Point localization data:

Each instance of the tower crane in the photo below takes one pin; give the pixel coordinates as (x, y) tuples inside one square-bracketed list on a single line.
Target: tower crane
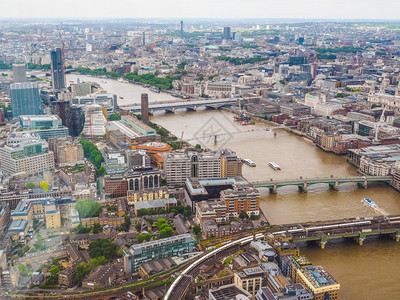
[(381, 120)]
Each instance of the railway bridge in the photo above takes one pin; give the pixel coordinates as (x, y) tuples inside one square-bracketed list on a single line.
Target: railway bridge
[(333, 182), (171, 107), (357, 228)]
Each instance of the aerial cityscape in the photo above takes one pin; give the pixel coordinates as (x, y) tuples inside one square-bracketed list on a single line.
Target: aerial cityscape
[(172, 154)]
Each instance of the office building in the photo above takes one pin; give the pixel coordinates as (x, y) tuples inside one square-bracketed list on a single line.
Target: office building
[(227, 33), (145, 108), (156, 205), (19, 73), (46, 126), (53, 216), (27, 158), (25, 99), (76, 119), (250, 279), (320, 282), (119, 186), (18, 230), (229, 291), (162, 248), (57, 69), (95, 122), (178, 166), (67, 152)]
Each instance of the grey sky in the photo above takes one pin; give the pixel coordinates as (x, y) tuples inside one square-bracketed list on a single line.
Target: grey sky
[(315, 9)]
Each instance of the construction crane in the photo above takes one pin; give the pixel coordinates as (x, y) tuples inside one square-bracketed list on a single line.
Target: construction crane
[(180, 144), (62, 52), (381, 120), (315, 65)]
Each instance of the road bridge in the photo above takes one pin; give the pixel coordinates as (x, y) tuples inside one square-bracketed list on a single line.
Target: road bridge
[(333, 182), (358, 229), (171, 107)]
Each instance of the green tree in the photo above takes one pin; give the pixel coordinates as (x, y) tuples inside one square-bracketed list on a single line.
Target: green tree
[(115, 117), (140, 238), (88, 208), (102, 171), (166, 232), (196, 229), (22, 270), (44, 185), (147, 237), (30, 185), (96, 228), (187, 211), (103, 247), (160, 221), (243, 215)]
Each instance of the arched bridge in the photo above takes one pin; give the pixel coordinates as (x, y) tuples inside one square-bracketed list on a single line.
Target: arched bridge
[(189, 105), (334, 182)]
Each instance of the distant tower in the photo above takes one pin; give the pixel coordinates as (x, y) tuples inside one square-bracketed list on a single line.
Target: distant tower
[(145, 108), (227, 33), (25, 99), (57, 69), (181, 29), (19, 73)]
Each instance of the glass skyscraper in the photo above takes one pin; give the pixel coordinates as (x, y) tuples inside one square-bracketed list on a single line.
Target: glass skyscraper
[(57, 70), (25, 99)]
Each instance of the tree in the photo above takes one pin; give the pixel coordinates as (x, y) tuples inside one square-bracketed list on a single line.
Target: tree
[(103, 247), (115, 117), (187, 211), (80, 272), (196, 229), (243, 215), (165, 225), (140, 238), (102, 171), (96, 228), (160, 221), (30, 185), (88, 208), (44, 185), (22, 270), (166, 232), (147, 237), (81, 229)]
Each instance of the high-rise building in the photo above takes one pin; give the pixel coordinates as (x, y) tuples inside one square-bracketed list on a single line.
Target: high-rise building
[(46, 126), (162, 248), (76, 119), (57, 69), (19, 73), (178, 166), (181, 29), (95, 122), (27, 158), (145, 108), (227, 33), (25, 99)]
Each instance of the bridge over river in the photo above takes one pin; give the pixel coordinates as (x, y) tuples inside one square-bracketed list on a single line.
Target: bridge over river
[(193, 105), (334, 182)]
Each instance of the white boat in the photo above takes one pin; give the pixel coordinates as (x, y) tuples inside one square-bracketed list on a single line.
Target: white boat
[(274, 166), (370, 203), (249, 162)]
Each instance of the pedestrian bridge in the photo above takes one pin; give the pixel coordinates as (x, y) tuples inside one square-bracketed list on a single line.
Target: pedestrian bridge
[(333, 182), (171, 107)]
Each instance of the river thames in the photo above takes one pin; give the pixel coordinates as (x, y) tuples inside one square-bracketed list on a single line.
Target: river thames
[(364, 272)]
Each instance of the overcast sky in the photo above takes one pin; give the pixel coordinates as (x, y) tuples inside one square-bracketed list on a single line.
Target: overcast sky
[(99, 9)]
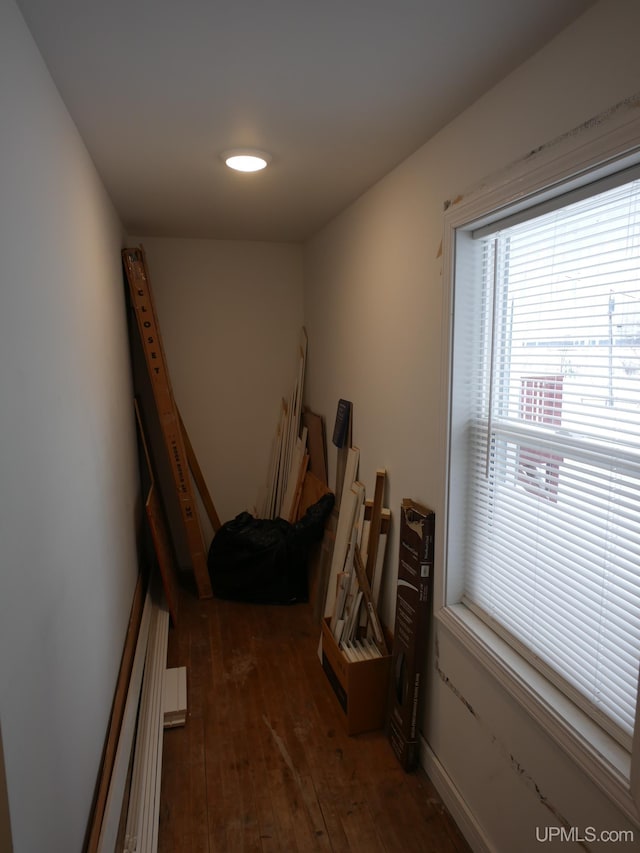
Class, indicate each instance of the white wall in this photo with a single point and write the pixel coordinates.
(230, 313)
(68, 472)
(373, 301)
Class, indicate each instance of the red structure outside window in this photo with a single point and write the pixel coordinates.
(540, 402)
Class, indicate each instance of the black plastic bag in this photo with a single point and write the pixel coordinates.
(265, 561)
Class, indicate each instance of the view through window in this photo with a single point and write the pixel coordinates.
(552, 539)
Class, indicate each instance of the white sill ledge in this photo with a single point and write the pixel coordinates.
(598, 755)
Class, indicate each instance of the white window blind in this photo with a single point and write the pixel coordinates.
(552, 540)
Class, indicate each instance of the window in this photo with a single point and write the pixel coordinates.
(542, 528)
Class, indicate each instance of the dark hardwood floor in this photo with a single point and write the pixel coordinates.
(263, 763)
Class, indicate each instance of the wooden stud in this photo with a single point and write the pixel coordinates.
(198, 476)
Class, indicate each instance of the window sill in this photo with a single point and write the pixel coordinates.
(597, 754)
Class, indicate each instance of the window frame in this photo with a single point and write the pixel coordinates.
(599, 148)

Work instructions ->
Above are the records; copy every one of them exactly and omit the images.

Task result ->
Each instance of the tower crane in the photo below takes one pin; give the pixel coordinates as (x, y) tuples inside one square-bracketed list on a single line.
Target: tower crane
[(381, 120)]
Each instance of the railway bridge in the photo above takes one pin; give the pixel coordinates as (x, y) tuples inside one square-bracketed list on a single line.
Target: railway bridge
[(333, 182), (171, 107), (357, 228)]
Each instance of the aerial cityscape in the photo above takes one pin; give the pixel coordinates as (x, y) tuples inside one square-bracketed list on a single line.
Target: aerial cityscape
[(172, 154)]
Each instance of the office building in the photo above takes one pin; give the pixel coordinates as (x, y) tuples inside one square-bracketed list on a single line.
Target: office building
[(227, 33), (145, 108), (156, 205), (19, 73), (46, 126), (53, 216), (27, 158), (25, 99), (76, 119), (250, 279), (320, 282), (119, 186), (18, 230), (229, 291), (162, 248), (57, 69), (95, 122), (178, 166), (67, 152)]
Each instance of the grey sky in the photo above takes one pin; give the pixel coordinates as (x, y) tuples inside one square-bracketed list on a single line.
Target: grey sky
[(315, 9)]
Each instance of the construction crane in the photo above takes one pin; give the pixel coordinates as (x, y) tuples inside one square-bracketed list on a single line.
Target: construction crane
[(180, 144), (62, 52), (381, 120), (315, 65)]
Each instance of the road bridge in the photo above takes one pin; give the pixel coordinates as (x, y) tuples inside one square-bracketed list on a single line.
Target: road bridge
[(333, 182), (358, 229), (171, 107)]
Each instance of the green tree in the photo above takes one pin; give the pixel coordinates as (x, y) tuples inside one square-bracketed list on a single line.
Target: green tree
[(115, 117), (140, 238), (88, 208), (102, 171), (166, 232), (196, 229), (22, 270), (44, 185), (147, 237), (30, 185), (96, 228), (187, 211), (103, 247), (160, 221), (243, 215)]
Each instance of the arched bridge in the photo above takes one pin; give the pixel coordinates as (x, y) tuples inside one square-bracketed list on a single line.
Target: arched bridge
[(189, 105), (334, 182)]
Each instance of the distant tower in the photo above takes one pin; give the pixel coordinates as (x, y) tuples inside one square-bracketed list on a single line.
Target: distant tower
[(145, 108), (227, 33), (25, 99), (57, 69), (181, 29), (19, 73)]
Each instance of the glass skyscraper in the photo above takes one pin; give the pixel coordinates as (x, y) tuples inside one square-bracketed list on a single line.
Target: glass skyscraper
[(57, 70), (25, 99)]
Each instance of the tree in the photo above takes one pin; give the pixel coordinates as (x, y) tuples inside one square-bracketed list on a single line.
Target: tree
[(103, 247), (115, 117), (187, 211), (80, 272), (196, 229), (243, 215), (165, 225), (140, 238), (102, 171), (96, 228), (160, 221), (30, 185), (88, 208), (44, 185), (22, 270), (166, 232), (147, 237), (81, 229)]
Each instance of the high-rise building in the photo above takes one pin; give the pixel coordinates as (x, y) tuples inside one square-bracketed list on a single line.
Target: high-rise building
[(46, 126), (162, 248), (76, 119), (57, 69), (19, 73), (178, 166), (181, 29), (95, 122), (27, 158), (145, 108), (227, 33), (25, 99)]
Each instance of the bridge over river in the photo above takes one pin; give the pixel coordinates as (x, y) tuples inside one square-bracketed list on a single line.
Target: bridge over river
[(193, 105), (334, 182)]
Each instance of the white boat in the photo above takes one pin; give the pixel coordinates as (x, y) tuples inside one square-bracketed list on a single line.
Target: white boat
[(274, 166), (370, 203), (249, 162)]
Each instance of the pedestrian bridge in the photo above takes one pin; give the pixel coordinates as (x, y) tuples inside one square-bracketed list on a single line.
Target: pedestrian bridge
[(333, 182), (171, 107)]
Each instance of the river thames in the photo above takes one pin; give the pixel coordinates as (x, y) tuples inside one square-bracketed list on a single line.
Target: river thames
[(364, 272)]
Each instance of the overcast sky in the photo above takes one pin; give the pixel coordinates as (x, y) tuples inside one square-bracketed list on a single line.
Target: overcast sky
[(99, 9)]
Class, indicate each instance of the white wall in this photo with a single point and write the pixel coordinates.
(230, 313)
(68, 472)
(373, 301)
Class, indicate each instance of the red structure outside window in this photo with a single point and write the pixel coordinates.
(540, 402)
Class, indicate each instance of the black plastic bag in this photo with a single point and write the pixel coordinates.
(265, 561)
Class, indicate each instance of the view through window in this photo with a single point and write the pixel coordinates.
(552, 539)
Class, indicate each instance of the white sill ledge in this photo with a single point and write the pixel coordinates.
(598, 755)
Class, indicate each instance of the white window blind in this photo with a single point and write the pixel coordinates.
(552, 540)
Class, indicate each instance of the window in this photo with a single point and write the pixel coordinates.
(542, 528)
Class, indicate each instance of the dark hardwood floor in this photo with a single point and write the pixel coordinates.
(263, 763)
Class, indicate each instance of the wooden stud in this photo with a single point and write the pixel coordinates.
(198, 476)
Class, indicate each instance of the window sill in this photo with a single point and write the pixel coordinates.
(597, 754)
Class, indicate each instance of the window frame in this photo with a single point and write the pixel coordinates.
(599, 148)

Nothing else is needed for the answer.